→ **Auszug**
=======

Wenn man nun die beiden Seiten mit der Knickgeraden als Drehachse nach oben kippt, dann rollen die Kugeln 1 und 7 und alle entsprechenden mit einem dunklen kleinen Kreis gekennzeichneten Kugeln der unteren Schicht aneinander ab, bis sich die Kugeln der beiden aufgesetzten Bänder berühren. Die unsymmetrische Lage der Knickgeraden bewirkt, daß die beiden Kugeln 7 und 8 in die Lücken zwischen den Kugeln 1, 2 und 4, 5 des Quadrats 1, 2, 5, 4 einrasten und damit ein trigonales Prisma 4,5,8; 1,2,7 bilden (vgl. (c) in Abb. 5.52). Dieses enthält eine bedeutend größere Lücke als ein Oktaeder und kann ein C-Atom ohne Schwierigkeiten aufnehmen.

=======

→ **Datenauszug**
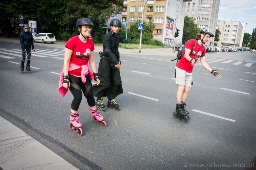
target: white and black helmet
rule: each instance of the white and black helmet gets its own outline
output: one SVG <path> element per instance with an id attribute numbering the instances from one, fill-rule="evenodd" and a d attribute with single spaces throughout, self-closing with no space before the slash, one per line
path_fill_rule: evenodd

=======

→ **Aufgabe**
Drucke den Auszug über das Abrollen der Kugeln zum trigonalen Prisma vollständig und Wort für Wort ab.

→ **Lösung**
Wenn man nun die beiden Seiten mit der Knickgeraden als Drehachse nach oben kippt, dann rollen die Kugeln 1 und 7 und alle entsprechenden mit einem dunklen kleinen Kreis gekennzeichneten Kugeln der unteren Schicht aneinander ab, bis sich die Kugeln der beiden aufgesetzten Bänder berühren. Die unsymmetrische Lage der Knickgeraden bewirkt, daß die beiden Kugeln 7 und 8 in die Lücken zwischen den Kugeln 1, 2 und 4, 5 des Quadrats 1, 2, 5, 4 einrasten und damit ein trigonales Prisma 4,5,8; 1,2,7 bilden (vgl. (c) in Abb. 5.52). Dieses enthält eine bedeutend größere Lücke als ein Oktaeder und kann ein C-Atom ohne Schwierigkeiten aufnehmen.